The Grinch balloon floats down Central Park West during the 91st Annual Macy's Thanksgiving Day Parade on Thursday, Nov. 23, 2017 in Manhattan, N.Y. (James Keivom/New York Daily News/TNS)

Emily Creery, Columnist

Way up on Mount Crumpit, away from the Whos, lives a furry, green man with a case of the blues. Answering the Grinch, even his name invokes a flinch — but is his heart really two sizes too small or was it the people who made his spirits fall?

OK, Dr. Seuss may have just rolled in his grave, but the holiday season is upon us. It only seems appropriate to discuss one of the most iconic characters currently gracing our screens.

However, I want to forgo the feel-good redemption arc that we’ve seen in the original 1966 film, the iconic Jim Carrey version, and last year’s rendition voiced by Benedict Cumberbatch.

The Grinch is never the villain, but merely a man who becomes a little bitter after being bullied into exile — living in a cave next to the town dump — as an 8-year-old child. He continues to question the holiday cheer that oozes from Whoville because, to be honest, the town’s version of Christmas is nothing but a byproduct of consumer capitalism.

## Location identification entries

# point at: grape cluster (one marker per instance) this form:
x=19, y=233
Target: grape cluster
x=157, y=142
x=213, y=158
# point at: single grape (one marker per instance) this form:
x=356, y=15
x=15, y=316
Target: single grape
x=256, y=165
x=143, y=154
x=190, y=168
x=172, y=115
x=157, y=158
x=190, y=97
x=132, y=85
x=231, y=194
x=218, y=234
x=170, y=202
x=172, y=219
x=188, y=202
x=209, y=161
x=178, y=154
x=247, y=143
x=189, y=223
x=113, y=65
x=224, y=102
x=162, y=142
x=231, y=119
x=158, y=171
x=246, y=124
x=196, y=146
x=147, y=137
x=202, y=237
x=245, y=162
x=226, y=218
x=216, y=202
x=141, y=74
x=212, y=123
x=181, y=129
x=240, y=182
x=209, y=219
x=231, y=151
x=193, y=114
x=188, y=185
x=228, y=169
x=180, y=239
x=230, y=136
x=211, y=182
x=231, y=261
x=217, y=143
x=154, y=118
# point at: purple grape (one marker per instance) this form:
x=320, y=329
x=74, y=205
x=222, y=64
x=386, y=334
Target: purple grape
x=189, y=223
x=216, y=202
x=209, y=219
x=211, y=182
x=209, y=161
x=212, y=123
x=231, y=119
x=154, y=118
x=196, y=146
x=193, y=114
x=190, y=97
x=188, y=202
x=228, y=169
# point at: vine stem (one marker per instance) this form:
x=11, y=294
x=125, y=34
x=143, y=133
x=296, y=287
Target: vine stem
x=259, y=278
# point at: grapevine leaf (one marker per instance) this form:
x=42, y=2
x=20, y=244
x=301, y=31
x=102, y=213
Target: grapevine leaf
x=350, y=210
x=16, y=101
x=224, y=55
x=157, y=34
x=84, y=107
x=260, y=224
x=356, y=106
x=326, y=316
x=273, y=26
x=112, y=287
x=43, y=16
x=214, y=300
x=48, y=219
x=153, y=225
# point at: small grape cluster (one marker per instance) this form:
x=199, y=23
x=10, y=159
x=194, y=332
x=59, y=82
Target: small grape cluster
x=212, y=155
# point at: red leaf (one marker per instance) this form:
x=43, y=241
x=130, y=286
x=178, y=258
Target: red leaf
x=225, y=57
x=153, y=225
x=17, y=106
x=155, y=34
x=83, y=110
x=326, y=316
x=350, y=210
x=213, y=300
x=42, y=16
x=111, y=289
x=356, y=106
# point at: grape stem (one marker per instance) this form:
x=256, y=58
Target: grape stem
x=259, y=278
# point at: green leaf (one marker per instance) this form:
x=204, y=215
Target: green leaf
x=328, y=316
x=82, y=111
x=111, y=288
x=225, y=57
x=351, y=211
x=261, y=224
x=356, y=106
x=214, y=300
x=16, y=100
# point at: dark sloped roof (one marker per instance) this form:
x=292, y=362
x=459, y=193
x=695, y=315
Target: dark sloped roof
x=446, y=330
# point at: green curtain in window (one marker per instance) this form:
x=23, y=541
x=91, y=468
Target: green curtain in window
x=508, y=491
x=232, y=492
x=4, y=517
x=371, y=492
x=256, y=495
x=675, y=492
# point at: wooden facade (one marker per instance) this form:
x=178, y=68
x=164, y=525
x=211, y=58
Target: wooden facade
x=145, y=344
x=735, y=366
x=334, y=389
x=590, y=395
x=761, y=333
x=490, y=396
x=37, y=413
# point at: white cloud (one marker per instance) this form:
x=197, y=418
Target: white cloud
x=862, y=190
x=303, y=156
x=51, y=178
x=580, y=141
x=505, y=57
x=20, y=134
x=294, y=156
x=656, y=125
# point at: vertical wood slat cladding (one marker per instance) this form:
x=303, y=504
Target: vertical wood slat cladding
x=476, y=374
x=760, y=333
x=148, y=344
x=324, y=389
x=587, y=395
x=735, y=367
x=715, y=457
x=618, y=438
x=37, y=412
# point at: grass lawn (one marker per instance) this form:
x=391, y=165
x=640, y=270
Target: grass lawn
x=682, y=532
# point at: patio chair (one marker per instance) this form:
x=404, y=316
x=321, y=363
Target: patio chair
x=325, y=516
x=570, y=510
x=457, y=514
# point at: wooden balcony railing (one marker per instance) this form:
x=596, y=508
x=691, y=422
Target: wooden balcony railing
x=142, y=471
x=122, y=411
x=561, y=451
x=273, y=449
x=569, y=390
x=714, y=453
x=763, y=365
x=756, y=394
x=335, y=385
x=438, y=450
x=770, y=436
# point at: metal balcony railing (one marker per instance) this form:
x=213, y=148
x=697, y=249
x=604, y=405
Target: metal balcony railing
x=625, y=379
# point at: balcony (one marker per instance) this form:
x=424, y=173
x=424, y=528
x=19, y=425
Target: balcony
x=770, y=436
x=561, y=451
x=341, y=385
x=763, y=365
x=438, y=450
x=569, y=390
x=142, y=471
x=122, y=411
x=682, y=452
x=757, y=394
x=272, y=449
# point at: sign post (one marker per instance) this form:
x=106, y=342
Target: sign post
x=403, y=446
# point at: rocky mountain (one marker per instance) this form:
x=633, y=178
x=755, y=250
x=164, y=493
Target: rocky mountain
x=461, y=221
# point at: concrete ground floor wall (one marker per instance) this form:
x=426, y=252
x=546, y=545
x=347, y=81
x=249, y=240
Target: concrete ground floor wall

## Written tasks
(1) In the Grinch column, where did the Grinch end up living after he was bullied into exile?
(2) Name every real person mentioned in the Grinch column, photo caption included.
(3) Continue the Grinch column from its final sentence, keeping the columnist's voice and argument.

## Answers to the exercise
(1) In a cave next to the town dump.

(2) James Keivom, Emily Creery, Dr. Seuss, Jim Carrey, Benedict Cumberbatch

(3)
As the Grinch says, “The avarice never ends! I want golf clubs. I want diamonds. I want a pony so I can ride it twice, get bored, and sell it to make glue. Look, I don’t wanna make waves, but this whole Christmas season is stupid, stupid, stupid!”

Although tough to hear as we wait in line on Thanksgiving Day to buy a bunch of stuff that no one actually needs — elbowing the woman after the same 739-inch television — the Grinch has a point.

He never really hated Christmas, right? He’s simply fed up with people and decided to finally do something about it. I mean, the whole stealing Christmas shenanigan is really just his way of getting across the notion that the season is more than packages, boxes, and tags — it’s about love.

If it weren’t for the Grinch, the Whos would take out a second mortgage for their blum bloopers and jing tinglers. Martha May would have an affair because she’s miserably married to the Mayor. And Cindy Lou Who, on her worst day, would be involved with a bunch of snobs on the Upper East Side of New York City.

He did all of this from the bottom of his tiny heart, and the Whos had the nerve to cast him aside like yesterday’s hazardous waste. But the Grinch didn’t let that stop him, always looking on the bright side.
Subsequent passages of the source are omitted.